▸ AVAILABLE RECORDS:
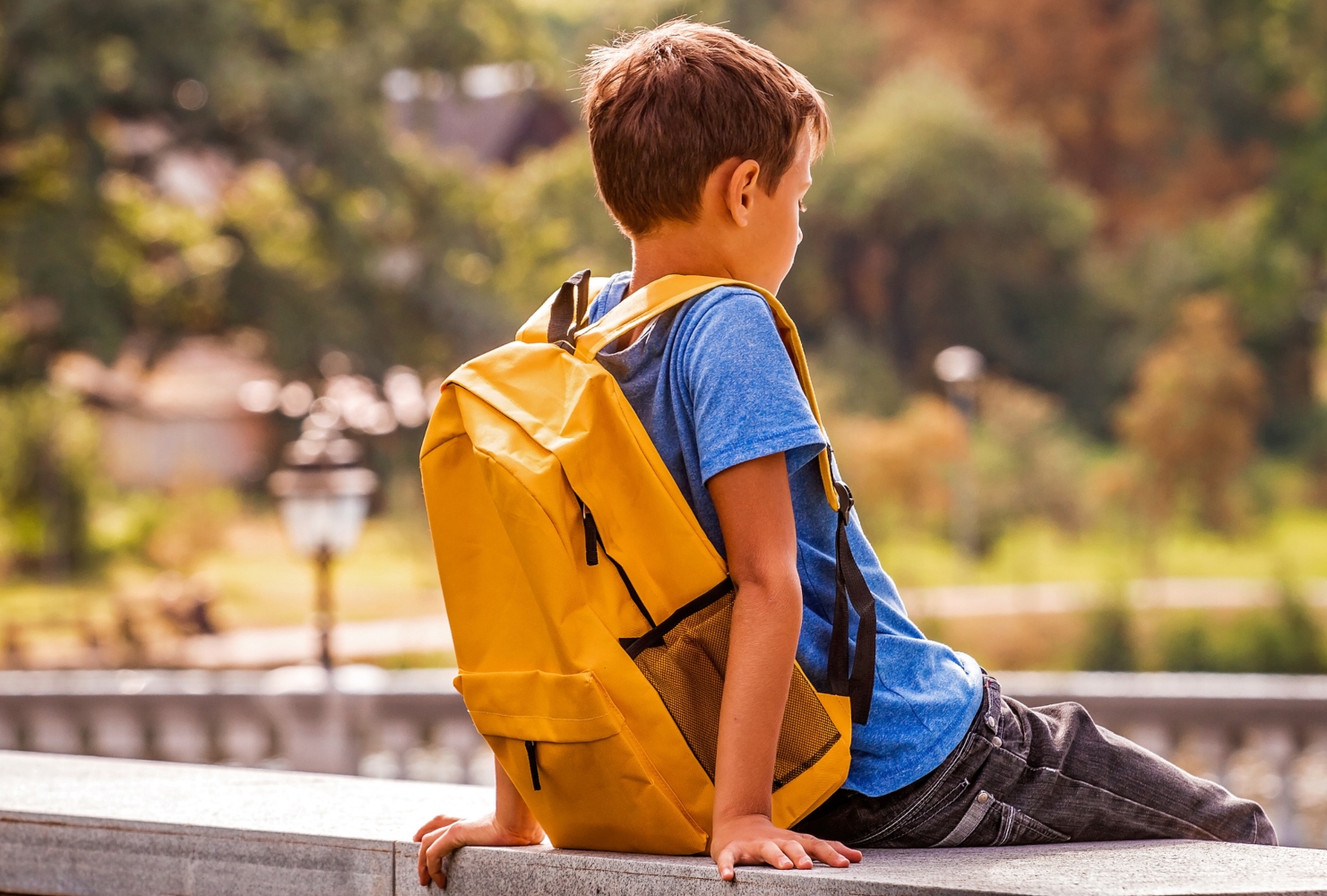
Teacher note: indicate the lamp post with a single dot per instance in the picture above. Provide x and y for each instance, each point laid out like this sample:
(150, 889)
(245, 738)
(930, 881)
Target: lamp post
(960, 368)
(324, 499)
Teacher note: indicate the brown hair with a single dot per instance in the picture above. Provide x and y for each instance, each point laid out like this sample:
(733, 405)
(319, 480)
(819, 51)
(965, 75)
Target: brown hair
(669, 105)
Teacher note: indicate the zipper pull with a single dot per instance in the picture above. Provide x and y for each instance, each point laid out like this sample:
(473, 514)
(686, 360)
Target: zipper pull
(534, 762)
(590, 538)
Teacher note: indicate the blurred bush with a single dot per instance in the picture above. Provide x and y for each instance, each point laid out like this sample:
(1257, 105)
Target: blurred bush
(1286, 639)
(1111, 640)
(47, 468)
(901, 468)
(1030, 460)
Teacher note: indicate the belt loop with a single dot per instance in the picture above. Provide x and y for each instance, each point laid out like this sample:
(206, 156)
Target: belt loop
(993, 705)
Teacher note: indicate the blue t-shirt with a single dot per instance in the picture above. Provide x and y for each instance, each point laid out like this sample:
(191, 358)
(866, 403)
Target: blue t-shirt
(714, 386)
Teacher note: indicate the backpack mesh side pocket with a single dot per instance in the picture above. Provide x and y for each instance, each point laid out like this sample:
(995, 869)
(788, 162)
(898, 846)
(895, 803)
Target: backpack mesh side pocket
(685, 659)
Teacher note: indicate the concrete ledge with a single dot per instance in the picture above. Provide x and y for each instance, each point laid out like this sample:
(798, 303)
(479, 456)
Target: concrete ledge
(89, 827)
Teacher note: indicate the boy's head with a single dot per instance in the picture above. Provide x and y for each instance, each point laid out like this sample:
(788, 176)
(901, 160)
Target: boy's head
(667, 108)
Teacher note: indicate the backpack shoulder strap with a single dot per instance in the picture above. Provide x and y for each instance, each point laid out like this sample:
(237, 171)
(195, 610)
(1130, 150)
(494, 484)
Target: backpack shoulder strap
(669, 291)
(537, 328)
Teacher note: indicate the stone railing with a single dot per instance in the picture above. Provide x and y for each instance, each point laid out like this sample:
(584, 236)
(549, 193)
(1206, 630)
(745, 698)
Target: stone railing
(77, 826)
(408, 724)
(1265, 737)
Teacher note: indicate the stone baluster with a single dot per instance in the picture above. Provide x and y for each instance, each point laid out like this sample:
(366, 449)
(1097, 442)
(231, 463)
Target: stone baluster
(53, 729)
(117, 732)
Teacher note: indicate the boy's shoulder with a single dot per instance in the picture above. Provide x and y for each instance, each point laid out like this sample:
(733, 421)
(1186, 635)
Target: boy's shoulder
(725, 306)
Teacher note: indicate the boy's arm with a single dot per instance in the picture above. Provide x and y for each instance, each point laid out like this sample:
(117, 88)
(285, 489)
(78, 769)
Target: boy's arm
(755, 515)
(511, 823)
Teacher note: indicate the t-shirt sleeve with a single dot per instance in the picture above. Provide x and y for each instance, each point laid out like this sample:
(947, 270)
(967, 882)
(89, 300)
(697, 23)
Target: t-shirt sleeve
(745, 392)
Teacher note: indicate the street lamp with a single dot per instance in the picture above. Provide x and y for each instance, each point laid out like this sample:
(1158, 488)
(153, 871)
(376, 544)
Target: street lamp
(324, 499)
(960, 368)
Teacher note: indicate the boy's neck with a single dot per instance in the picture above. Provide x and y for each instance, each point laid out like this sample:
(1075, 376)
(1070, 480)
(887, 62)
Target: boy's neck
(677, 248)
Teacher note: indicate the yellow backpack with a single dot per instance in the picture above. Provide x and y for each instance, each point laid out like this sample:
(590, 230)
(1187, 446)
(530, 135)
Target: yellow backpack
(599, 684)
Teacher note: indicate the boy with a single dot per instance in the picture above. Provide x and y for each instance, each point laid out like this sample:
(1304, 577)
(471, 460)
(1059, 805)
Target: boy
(702, 148)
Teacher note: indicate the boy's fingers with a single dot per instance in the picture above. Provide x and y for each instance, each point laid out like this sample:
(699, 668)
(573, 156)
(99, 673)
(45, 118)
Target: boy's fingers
(772, 855)
(725, 863)
(439, 849)
(795, 854)
(433, 824)
(827, 854)
(846, 851)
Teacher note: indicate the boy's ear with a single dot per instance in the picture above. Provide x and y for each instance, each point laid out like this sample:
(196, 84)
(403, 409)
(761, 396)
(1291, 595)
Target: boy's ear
(742, 187)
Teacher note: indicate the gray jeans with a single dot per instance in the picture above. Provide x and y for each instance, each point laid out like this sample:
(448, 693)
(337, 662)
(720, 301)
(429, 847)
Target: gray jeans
(1040, 775)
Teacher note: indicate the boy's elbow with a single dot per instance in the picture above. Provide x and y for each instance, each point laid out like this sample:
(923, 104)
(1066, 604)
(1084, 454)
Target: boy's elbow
(772, 590)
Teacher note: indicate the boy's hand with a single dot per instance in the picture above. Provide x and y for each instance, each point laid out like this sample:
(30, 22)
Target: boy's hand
(444, 834)
(754, 840)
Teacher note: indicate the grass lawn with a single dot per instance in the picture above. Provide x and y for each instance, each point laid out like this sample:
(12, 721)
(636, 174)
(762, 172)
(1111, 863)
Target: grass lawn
(1293, 545)
(261, 583)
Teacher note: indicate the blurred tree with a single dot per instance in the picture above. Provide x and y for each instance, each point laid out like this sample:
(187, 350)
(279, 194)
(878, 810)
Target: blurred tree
(1255, 72)
(1087, 74)
(938, 226)
(47, 445)
(1030, 460)
(904, 465)
(190, 166)
(1194, 414)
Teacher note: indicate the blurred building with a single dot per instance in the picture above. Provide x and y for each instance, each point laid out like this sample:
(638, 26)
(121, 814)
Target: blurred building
(178, 422)
(491, 113)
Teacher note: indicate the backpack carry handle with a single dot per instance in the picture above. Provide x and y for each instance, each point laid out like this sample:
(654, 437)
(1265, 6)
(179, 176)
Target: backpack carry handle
(856, 678)
(570, 306)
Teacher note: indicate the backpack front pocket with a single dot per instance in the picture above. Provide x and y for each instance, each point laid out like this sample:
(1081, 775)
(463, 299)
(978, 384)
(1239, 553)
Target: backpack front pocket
(685, 660)
(565, 746)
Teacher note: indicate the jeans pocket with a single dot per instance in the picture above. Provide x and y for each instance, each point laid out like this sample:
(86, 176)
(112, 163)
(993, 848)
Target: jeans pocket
(990, 822)
(909, 829)
(1026, 830)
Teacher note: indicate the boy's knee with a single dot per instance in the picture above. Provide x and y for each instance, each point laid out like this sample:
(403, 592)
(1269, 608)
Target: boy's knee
(1263, 834)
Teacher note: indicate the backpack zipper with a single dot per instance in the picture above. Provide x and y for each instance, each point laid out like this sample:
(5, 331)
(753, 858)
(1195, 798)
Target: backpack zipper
(534, 762)
(593, 542)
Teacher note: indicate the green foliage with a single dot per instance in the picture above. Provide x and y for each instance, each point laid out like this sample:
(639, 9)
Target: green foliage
(1285, 639)
(1111, 636)
(281, 99)
(937, 226)
(47, 465)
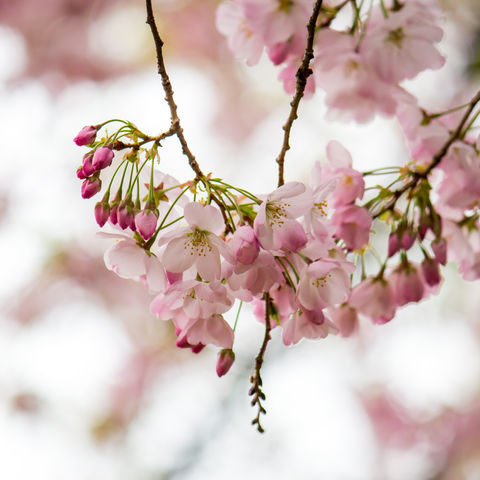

▸ WHAT THE EXERCISE ASKS:
Lay out all of the lines above as a numbered list, skipping any blank lines and leaving the pictures out.

▸ REPLY TO THE EXERCISE:
1. Teacher note: indicate the lamp post with a single dot per instance in the picture above. Provide x and y for each instance, each point laid out like this sample:
2. (150, 889)
3. (245, 738)
4. (930, 881)
5. Target: lamp post
6. (960, 368)
7. (324, 499)
8. Teacher note: indicate the brown hair with a single dot per instance in the picture above. Provide x and y for each instance, each point laid out like this sample:
9. (733, 405)
10. (319, 480)
11. (819, 51)
12. (965, 75)
13. Target: brown hair
14. (669, 105)
15. Teacher note: indicate the zipper pull with a single dot per instance in the picture above. Provide x and y for each instance, each point laid out like this sample:
16. (473, 514)
17. (686, 360)
18. Target: zipper pull
19. (534, 762)
20. (590, 538)
21. Teacher note: indicate the blurred bush with a single dot per instance in the picture above. Provide x and y for each instance, each point laid out like this sample:
22. (1257, 105)
23. Target: blurred bush
24. (1286, 639)
25. (1111, 640)
26. (47, 468)
27. (901, 468)
28. (1030, 460)
29. Teacher note: indicate the belt loop with a single dot per instance in the picture above. Provide x and y for each instance, each point laid out like this sample:
30. (206, 156)
31. Target: belt loop
32. (993, 705)
33. Teacher note: indicate the blue t-shirt with a single dot per instance in the picture above. Provide x and y for each instance, each point laid out like this sample:
34. (191, 358)
35. (866, 403)
36. Target: blue t-shirt
37. (714, 386)
38. Teacher note: indicate the backpack mesh side pocket with a single dot per instance in the picture above. Provide x and y for each instance, each point laid out like this sample:
39. (995, 869)
40. (788, 162)
41. (898, 846)
42. (895, 803)
43. Target: backpack mesh side pocket
44. (685, 659)
45. Teacher note: indicate the concrete ledge with a single dot per instance in the picture above. Provide x and y for each instance, each point laid out like this sample:
46. (798, 303)
47. (479, 456)
48. Target: concrete ledge
49. (89, 827)
50. Teacher note: indicate the boy's head with a single dot per instance in the picture above. Provide x and y for each instance, each point laid out like this sample:
51. (788, 176)
52. (901, 160)
53. Target: boy's head
54. (667, 108)
55. Teacher note: indicate the backpack shoulder strap with a single dot per instance in the picture above. Provide x and y for each instance, each point laid out like this sample:
56. (237, 171)
57. (195, 610)
58. (1130, 150)
59. (494, 484)
60. Target: backpack shoulder strap
61. (669, 291)
62. (537, 328)
63. Teacher note: indicate the stone railing with a single dot per instance in the picture above. Provide x and y for each instance, each point laid out like this sample:
64. (584, 236)
65. (549, 193)
66. (1206, 630)
67. (745, 698)
68. Target: stone railing
69. (77, 826)
70. (408, 724)
71. (1265, 737)
72. Teacher note: indicate the stone baluster with a single dot per instance in the picture above. Provide x and y for each instance, each point laid out like this sample:
73. (366, 449)
74. (1097, 442)
75. (231, 463)
76. Target: stone baluster
77. (53, 729)
78. (117, 732)
79. Teacher note: indicate the boy's shoulder with a single dot per instance in the picture above. Provide x and y for each instance, each point laid out like this sample:
80. (733, 421)
81. (1186, 635)
82. Target: boy's shoulder
83. (725, 306)
84. Teacher note: indicate the boy's arm with a single dot per instance in the picture above. Provide x and y for each instance, each point laid out like this sample:
85. (117, 88)
86. (285, 489)
87. (78, 769)
88. Target: boy's arm
89. (755, 515)
90. (511, 823)
91. Teacher note: indicate the t-shirt sleeve with a single dot per instance in the picture above. Provide x and y for each instance, each point laid out like this sample:
92. (947, 270)
93. (967, 882)
94. (89, 300)
95. (697, 23)
96. Target: t-shirt sleeve
97. (745, 392)
98. Teacher note: indicate the street lamp with a single dot per instance in the picture above. Provide x and y for each instance, each point laid out like this sample:
99. (1158, 488)
100. (153, 871)
101. (376, 544)
102. Target: street lamp
103. (324, 499)
104. (960, 368)
105. Teacher note: indicate the boy's neck with a single dot per instance in the picture above. Provide x and y for each instance, each point laid out like this sample:
106. (1075, 376)
107. (1070, 480)
108. (887, 62)
109. Target: boy's neck
110. (677, 248)
111. Teacher note: indicate the yellow backpack with a single dot per instance in the picture above. Provide x and y for each instance, each point laid out like this sample:
112. (590, 230)
113. (1187, 446)
114. (530, 135)
115. Target: yellow backpack
116. (599, 684)
117. Teacher note: indicate the boy with a single dot per instance in the picture above. Provide x and y for each instance, each point laid out like this sample:
118. (1304, 577)
119. (471, 460)
120. (1059, 805)
121. Target: boy
122. (702, 148)
123. Teacher note: indicate the boy's fingers with a single dot per instance in the picture above. Provide x and y for each instance, each point laid out like this sample:
124. (699, 668)
125. (573, 156)
126. (99, 673)
127. (45, 118)
128. Target: boy's fingers
129. (772, 855)
130. (725, 863)
131. (439, 849)
132. (795, 854)
133. (433, 824)
134. (827, 854)
135. (846, 851)
136. Teacher note: indicate the boy's ear with a single dot per instance in the picture above. Provide x and y for each instance, each point laid out like this sample:
137. (196, 84)
138. (403, 409)
139. (761, 396)
140. (1291, 595)
141. Target: boy's ear
142. (742, 187)
143. Teacher note: indicate the gray jeans with a single dot per instance in the picture above. Provide x and y for each instance, each point laid out like this sample:
144. (448, 693)
145. (337, 662)
146. (720, 301)
147. (429, 847)
148. Target: gray jeans
149. (1040, 775)
150. Teacher note: indicate the boy's elbow with a single dot per instance in the picture above. Provide x and y for each instance, each point laid out like this sample:
151. (923, 104)
152. (1066, 604)
153. (1084, 454)
154. Target: boy's elbow
155. (772, 590)
156. Teacher note: indicate the boy's hand with a single dot per instance in the picture above. Provide x and y for each instance, each point laid out like this sample:
157. (30, 22)
158. Target: boy's hand
159. (444, 834)
160. (754, 840)
161. Teacher note: indicate the grass lawn with a single dot per instance in the picture above. Provide x and y for each instance, each point laid out like this sample:
162. (12, 721)
163. (636, 174)
164. (762, 172)
165. (1111, 863)
166. Target: grass lawn
167. (1293, 545)
168. (261, 583)
169. Teacher note: indicate the blurred tree with a single dot per instance in the picture above. Provide x and y for each instance, each point laid out like this sample:
170. (187, 350)
171. (279, 194)
172. (878, 810)
173. Target: blurred tree
174. (1255, 72)
175. (1087, 74)
176. (938, 226)
177. (47, 445)
178. (1030, 460)
179. (904, 465)
180. (190, 166)
181. (1194, 414)
182. Teacher note: indicate the blurred building with a single dot per instance in the picture above. Provide x and y for each instance, each point laid out like this sample:
183. (638, 26)
184. (121, 814)
185. Target: blurred building
186. (178, 422)
187. (491, 113)
188. Teacher note: indicate the backpack carry handle with a single dot per instance in the picture above. Provide x and y for each instance, each point laid out like this sample:
189. (654, 437)
190. (1265, 6)
191. (179, 176)
192. Target: backpack carry handle
193. (856, 678)
194. (570, 306)
195. Teacher note: indicate the backpack front pocket with a single dot per instance in the picture above. Provide x and y for each instance, each point laid out like this sample:
196. (1081, 775)
197. (463, 299)
198. (978, 384)
199. (1239, 553)
200. Target: backpack front pocket
201. (685, 660)
202. (565, 746)
203. Teacher note: indicate the jeans pocket with a single dot per instance in the picture above. Provide x and y for each instance, each point laid out like this sample:
204. (86, 176)
205. (112, 163)
206. (993, 848)
207. Target: jeans pocket
208. (990, 822)
209. (909, 829)
210. (1026, 830)
211. Teacher note: indicate the boy's knee with a single dot per instance in the picture above. Provide x and y for each instance, each point laid out like this sample:
212. (403, 592)
213. (1269, 608)
214. Target: boy's knee
215. (1263, 834)
216. Teacher note: indicate the backpack zipper with a single dot per instance in the picture above. Provide x and y for each instance, each point laid out like this sample:
217. (5, 331)
218. (753, 858)
219. (1195, 798)
220. Target: backpack zipper
221. (534, 762)
222. (593, 542)
223. Teacher note: indicate the green foliage with a single dot per instance in the picture above. Provide x and y for each instance, each point laid out like this sample:
224. (639, 9)
225. Target: green foliage
226. (1285, 639)
227. (1111, 636)
228. (281, 99)
229. (937, 226)
230. (47, 465)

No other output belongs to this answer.